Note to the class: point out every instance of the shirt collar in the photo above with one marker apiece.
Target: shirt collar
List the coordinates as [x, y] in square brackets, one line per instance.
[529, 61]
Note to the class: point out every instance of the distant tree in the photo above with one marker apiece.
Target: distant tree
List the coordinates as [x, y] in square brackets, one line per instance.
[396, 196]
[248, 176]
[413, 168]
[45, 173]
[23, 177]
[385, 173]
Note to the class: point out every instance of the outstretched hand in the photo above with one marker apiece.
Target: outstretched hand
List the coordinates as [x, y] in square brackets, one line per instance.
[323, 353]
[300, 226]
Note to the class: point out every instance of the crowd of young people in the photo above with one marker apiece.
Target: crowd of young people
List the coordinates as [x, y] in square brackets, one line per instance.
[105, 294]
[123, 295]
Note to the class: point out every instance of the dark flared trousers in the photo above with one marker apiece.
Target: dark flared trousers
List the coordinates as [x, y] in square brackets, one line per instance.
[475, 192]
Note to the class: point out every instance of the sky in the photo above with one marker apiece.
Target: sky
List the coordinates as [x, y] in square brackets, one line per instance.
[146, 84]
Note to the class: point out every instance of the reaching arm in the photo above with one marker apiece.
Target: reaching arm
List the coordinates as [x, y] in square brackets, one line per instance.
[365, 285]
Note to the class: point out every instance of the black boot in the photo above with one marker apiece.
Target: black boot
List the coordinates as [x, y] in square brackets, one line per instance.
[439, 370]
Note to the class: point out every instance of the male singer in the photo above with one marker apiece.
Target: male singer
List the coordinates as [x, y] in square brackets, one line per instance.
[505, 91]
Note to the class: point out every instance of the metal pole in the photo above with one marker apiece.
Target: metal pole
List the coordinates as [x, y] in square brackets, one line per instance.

########

### YOUR ASSIGNMENT
An exact repetition of all the entries is required.

### RESPONSE AREA
Note to the class: point out every instance of the shirt collar in the photo above with one marker apiece.
Target: shirt collar
List the coordinates as [x, y] in square brackets, one line per instance.
[529, 61]
Note to the class: point out every instance of the distant tree in the photo above with one marker apiece.
Target: distant tree
List the coordinates as [x, y] in square brackets, one line per instance.
[396, 196]
[248, 176]
[413, 168]
[45, 173]
[23, 177]
[385, 173]
Note to the class: point out every instance of the outstretched hand in the photo above with one marker apiece.
Target: outstretched hand
List the coordinates as [x, y] in square brackets, one line per instance.
[323, 353]
[300, 226]
Note to the class: point out every instance of the crowd of young people in the photo above with one marker apiece.
Target: crowd of young people
List the coordinates as [x, y] in square brackets, one line per instance.
[105, 294]
[123, 295]
Note to the class: point out every instance of the dark flared trousers in the photo above with one marker apiece.
Target: dark flared trousers
List the coordinates as [x, y] in square brackets, one line per instance.
[475, 192]
Note to the class: point out every instance of the sky in the photo above with one marker apiece.
Target: sky
List the coordinates as [x, y] in square brackets, one line per instance.
[146, 84]
Note to the class: point out every instance of the reaching arm in the photo above with one marker apiece.
Target: reaching arm
List the coordinates as [x, y] in square brackets, one line per instance.
[365, 285]
Note to the class: point out every instance of the black boot in the photo above with one marker apiece.
Target: black boot
List the coordinates as [x, y] in square brackets, one line per instance.
[439, 370]
Note to the class: point out every instance of the male singer in the photo above with one marker apiece.
Target: male singer
List the coordinates as [x, y] in square brackets, one line per instance.
[505, 91]
Note to the class: point out every instance of the metal pole in the photo above with one marker apiece.
Target: metal pole
List the coordinates as [x, y] in square brackets, one line per instance.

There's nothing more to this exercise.